◆ **EXERCISE INSTRUCTIONS**: Retype every one of the records below word for word, leaving out the pictures.

## Start PROVIDED DATA

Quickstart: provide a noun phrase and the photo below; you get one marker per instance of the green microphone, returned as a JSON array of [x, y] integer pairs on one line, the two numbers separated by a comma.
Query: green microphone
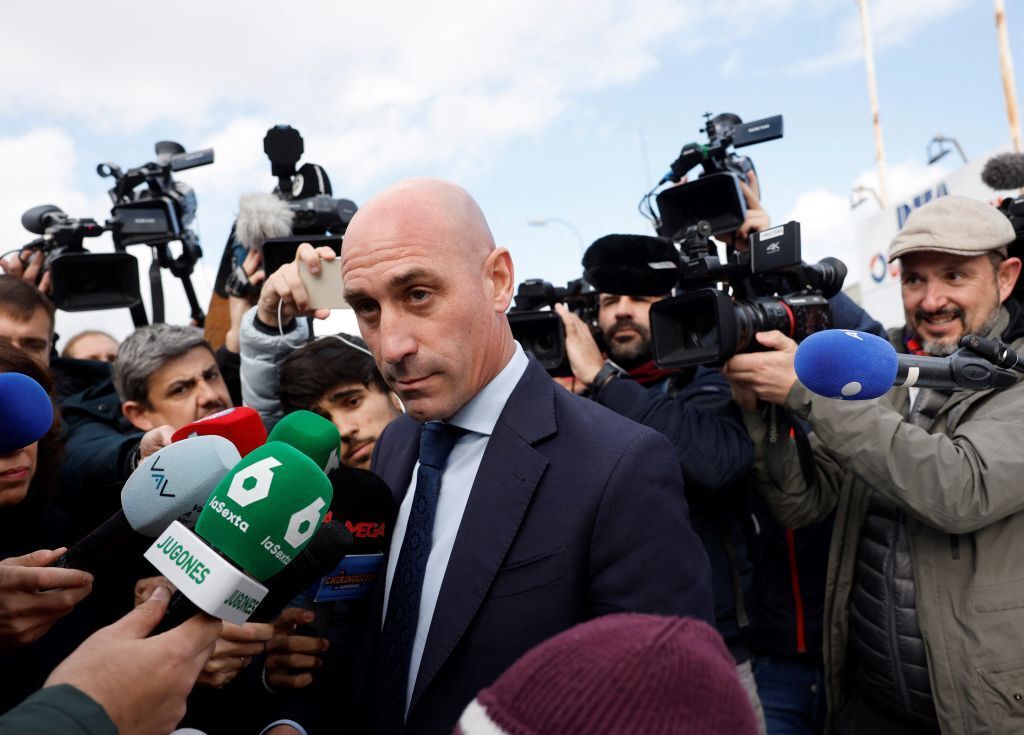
[[265, 511], [255, 522], [313, 435]]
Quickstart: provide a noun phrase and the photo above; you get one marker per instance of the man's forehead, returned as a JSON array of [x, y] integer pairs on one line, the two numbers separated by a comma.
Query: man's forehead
[[934, 260]]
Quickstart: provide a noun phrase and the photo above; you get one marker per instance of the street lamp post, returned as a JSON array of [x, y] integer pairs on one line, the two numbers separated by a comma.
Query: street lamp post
[[544, 221]]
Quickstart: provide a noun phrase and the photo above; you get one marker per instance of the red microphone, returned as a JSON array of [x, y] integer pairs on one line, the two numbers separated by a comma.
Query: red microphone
[[242, 426]]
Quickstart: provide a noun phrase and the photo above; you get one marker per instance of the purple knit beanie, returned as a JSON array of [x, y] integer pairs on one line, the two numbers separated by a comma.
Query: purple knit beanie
[[623, 674]]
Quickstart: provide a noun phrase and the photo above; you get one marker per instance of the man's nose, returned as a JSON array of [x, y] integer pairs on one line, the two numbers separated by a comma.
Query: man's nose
[[935, 296], [396, 340]]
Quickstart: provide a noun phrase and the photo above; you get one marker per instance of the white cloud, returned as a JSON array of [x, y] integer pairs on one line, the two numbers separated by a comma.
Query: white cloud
[[892, 22], [826, 220]]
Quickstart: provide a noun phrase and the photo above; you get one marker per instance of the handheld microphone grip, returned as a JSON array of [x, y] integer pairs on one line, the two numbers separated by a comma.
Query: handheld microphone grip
[[260, 516], [170, 484], [325, 552], [99, 545]]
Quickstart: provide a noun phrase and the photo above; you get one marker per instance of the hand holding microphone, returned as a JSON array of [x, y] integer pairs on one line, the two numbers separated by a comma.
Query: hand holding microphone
[[855, 365]]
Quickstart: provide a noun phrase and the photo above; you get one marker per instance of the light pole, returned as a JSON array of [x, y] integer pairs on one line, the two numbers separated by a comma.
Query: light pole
[[545, 221]]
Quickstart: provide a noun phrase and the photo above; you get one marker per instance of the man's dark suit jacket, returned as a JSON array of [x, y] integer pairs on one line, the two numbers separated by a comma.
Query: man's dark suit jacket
[[576, 513]]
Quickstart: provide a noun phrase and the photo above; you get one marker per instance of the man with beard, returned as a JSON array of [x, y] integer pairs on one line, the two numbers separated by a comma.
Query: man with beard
[[923, 609], [693, 408]]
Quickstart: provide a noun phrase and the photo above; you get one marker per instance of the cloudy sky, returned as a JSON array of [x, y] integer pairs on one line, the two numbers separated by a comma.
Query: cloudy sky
[[563, 109]]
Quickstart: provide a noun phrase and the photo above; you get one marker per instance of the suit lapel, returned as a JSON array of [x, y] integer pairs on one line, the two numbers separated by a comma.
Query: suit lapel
[[509, 473]]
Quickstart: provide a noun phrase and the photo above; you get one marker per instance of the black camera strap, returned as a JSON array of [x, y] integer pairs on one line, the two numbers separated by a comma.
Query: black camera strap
[[780, 428]]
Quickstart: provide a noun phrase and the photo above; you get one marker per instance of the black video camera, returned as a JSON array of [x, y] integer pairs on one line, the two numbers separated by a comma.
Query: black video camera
[[318, 217], [539, 330], [82, 280], [770, 288], [152, 208], [716, 197]]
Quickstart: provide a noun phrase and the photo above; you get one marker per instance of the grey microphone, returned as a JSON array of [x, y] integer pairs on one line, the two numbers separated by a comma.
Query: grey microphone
[[170, 485], [261, 217]]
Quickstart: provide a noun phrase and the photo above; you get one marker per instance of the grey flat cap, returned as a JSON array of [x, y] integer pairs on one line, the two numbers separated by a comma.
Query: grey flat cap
[[953, 224]]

## End PROVIDED DATA

◆ **THE REPLY**:
Quickstart: provide a noun phrase and the photo below; you get one marker per instance of the green microphone, returned as a JSON array of [x, y] integer pairs on one line, the two numbers separated by a comma.
Query: green microphone
[[265, 511], [255, 522], [313, 435]]
Quickstart: provide a noun phrase and the photo above; you get one marker per instance of the man's forehead, returned as a JSON array of [x, y] integer pairs on one line, the two numbers separated by a comma.
Query: man's forehead
[[934, 260]]
Quickstart: provide a noun phrase and the photo above; you get one marker per instance of the street lamp post, returned as a JSON array of [x, y] integer pairs on one line, the two numbers separated by a comma.
Query: street lamp post
[[544, 221]]
Quickstart: provide a noun phrase and the photo above; you get one marker per instance of the red microphone, returned as a JSON array of [x, y] integer pairs on one line, the two numbers separated by a comma.
Query: red microphone
[[242, 426]]
Quickstart: provide a noun phrase and the photo above; you get one marker per instance of the purple knit beanie, returned as a JSON array of [x, y] integer pairs on one line, the two numbers separated by a comma.
Query: purple knit beanie
[[623, 674]]
Quickstart: provide a noun phrase and the photo above; you get one marker per instance of the man's nose, returned as a JSON array of [x, y] integer pairs on one line, the two numbers separated by a comma.
Query: man's nose
[[935, 296], [396, 340]]
Quickstart: provide a noun phrase and the photo above; you get one marker per instance of the white cloud, returned as a JSON array of [x, y] integer pairs on one line, the two numbers separated by a comma.
Query: white cloud
[[892, 22], [826, 220]]
Quickstart: provide a noun phrase and the photo above; you get one marker per instance of the handheld microphone grip, returned as a JSON array of [x, y] integer pairs on one line, the two numbers separated by a comma.
Query: handheld microphone grip
[[260, 516], [170, 484], [325, 552], [99, 545]]
Quickstart: provide a noun phrase and the photo above; you get one marker per instance of the hand holding microphone, returned as a JSON array of [x, y] integer pairs on one line, the two numbers separated by a comma.
Query: hand holding microphone
[[855, 365]]
Quickstart: provide a noun phrase and the photo above; you get one marker per instance of the light pole, returned as a JSON array of [x, y] integer pairs on one line, the two numbers separated by a comma.
Query: light pole
[[545, 221]]
Quickstart: provide a noun phrase and the photo above; you get one marker per instance of the man's dark suit jacket, returned as a JSON array of [x, y] integer pairs on one line, the two numbers separated by a comma.
Query: man's dark suit jacket
[[576, 513]]
Quickstart: provide a noun phrase and the photo above; you get one marker per instance of the man with beard, returned as a JSON array of [x, y] integer pairs on one line, the two numbers separated by a comma.
Query: man with beard
[[923, 609], [693, 408]]
Quickstart: provide a noun phrase and the photo above; you get one marker per instance of the cloudy sky, returned as a JSON array of [x, y] integer pairs on one line, the two numbers separated by a comma.
Query: cloudy sky
[[563, 109]]
Quickstart: provide a noun phrase and the photo above; you get one marker per instance of the suit lapel, returned as a JSON array of [x, y] integer pairs on one line, the two numbers separated by a comma.
Query: suit lapel
[[509, 473]]
Quickstart: provide a noun phrase and the photo above; you get one marker per instance of the black camera strap, returned as a JSON array of [x, y] integer pairs on one line, the two numbers separated by a comma.
Query: black camera strap
[[780, 428]]
Quickstart: provide a noun phrase and the photo above; you get one marker per instance of the black video camera, returned as a JSON array of [x, y] integer pairs on one line, the two numbers separated by a comma.
Query: black video camera
[[318, 217], [539, 330], [82, 280], [770, 288], [152, 208], [716, 197]]
Quickstart: provide a noun phrase and the photo above; you get one marker per instance of the grey microphone, returned as a JSON array of [x, y] integer pairs on one line, the two numbers separated by a comma.
Query: grey microphone
[[170, 485], [261, 217]]
Quickstart: provide a noun phrase and the photo above; you get one marker per instance of the grey flat cap, returned as a JSON array of [x, y] integer pairs on one line, the two numbers separated by a comma.
Query: grey flat cap
[[953, 224]]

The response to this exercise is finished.